> _WHAT THIS TASK INVOLVES_:
Reproduce each of the following items word for word, with every line unchanged.

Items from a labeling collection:
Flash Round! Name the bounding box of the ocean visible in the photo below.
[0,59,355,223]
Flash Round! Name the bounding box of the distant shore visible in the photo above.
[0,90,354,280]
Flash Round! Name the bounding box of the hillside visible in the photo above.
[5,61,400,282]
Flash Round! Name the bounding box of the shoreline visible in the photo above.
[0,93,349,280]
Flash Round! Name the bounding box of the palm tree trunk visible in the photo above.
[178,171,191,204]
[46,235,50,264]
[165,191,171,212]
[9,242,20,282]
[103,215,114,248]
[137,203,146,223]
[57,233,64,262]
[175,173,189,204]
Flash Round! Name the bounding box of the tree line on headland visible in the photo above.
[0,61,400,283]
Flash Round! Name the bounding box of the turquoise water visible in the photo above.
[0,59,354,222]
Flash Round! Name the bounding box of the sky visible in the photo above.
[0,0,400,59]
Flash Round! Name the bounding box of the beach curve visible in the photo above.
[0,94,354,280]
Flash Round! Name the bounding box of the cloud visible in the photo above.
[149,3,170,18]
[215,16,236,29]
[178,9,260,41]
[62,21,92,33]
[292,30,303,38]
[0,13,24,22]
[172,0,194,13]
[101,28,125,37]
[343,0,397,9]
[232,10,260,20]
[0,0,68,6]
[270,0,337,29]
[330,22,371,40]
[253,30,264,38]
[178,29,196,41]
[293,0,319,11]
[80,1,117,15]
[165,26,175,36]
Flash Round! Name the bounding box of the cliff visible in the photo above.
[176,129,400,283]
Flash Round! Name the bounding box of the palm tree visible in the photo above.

> _RESPONSE TO THIS TASK_:
Flash Round! Name the bounding box of the ocean visible in the photo below.
[0,59,355,223]
Flash Round! Name the bounding box of the distant shore visible in the photo above.
[0,90,354,280]
Flash Round! Name the bounding box of the hillside visible in the photo above.
[5,61,400,282]
Flash Round! Name the bounding box of the shoreline visible in the photo above.
[0,93,349,280]
Flash Round! Name the bounding box of the palm tree trunk visible in the photo above.
[178,171,191,204]
[46,235,50,264]
[165,191,171,212]
[9,242,20,282]
[103,215,114,248]
[137,203,146,223]
[57,233,64,262]
[175,173,189,204]
Flash Round! Name the bounding box of the tree line on headland visible in the photo above.
[0,61,400,283]
Flash Round! Name the bounding box of the turquoise water visible in the photo above.
[0,59,354,222]
Flash Round! Name the bounding box of the sky visible in the photo above.
[0,0,400,59]
Flash Round! Name the bounding box of the beach curve visible in the photo above.
[0,94,354,280]
Flash Round! Name the bounding box of the cloud visible in the photo above.
[149,3,170,18]
[215,16,236,29]
[178,9,260,41]
[62,21,92,33]
[292,30,303,38]
[0,13,24,22]
[172,0,194,13]
[101,28,125,37]
[343,0,397,9]
[232,10,260,20]
[0,0,68,6]
[270,0,337,29]
[330,22,371,40]
[253,30,264,38]
[178,29,196,41]
[293,0,319,11]
[80,1,117,15]
[165,26,175,36]
Flash Round! Name the bounding box of the cliff visible in the photo above.
[176,129,400,283]
Flash Round! Name the bounding box of the palm tree visible in the photo above.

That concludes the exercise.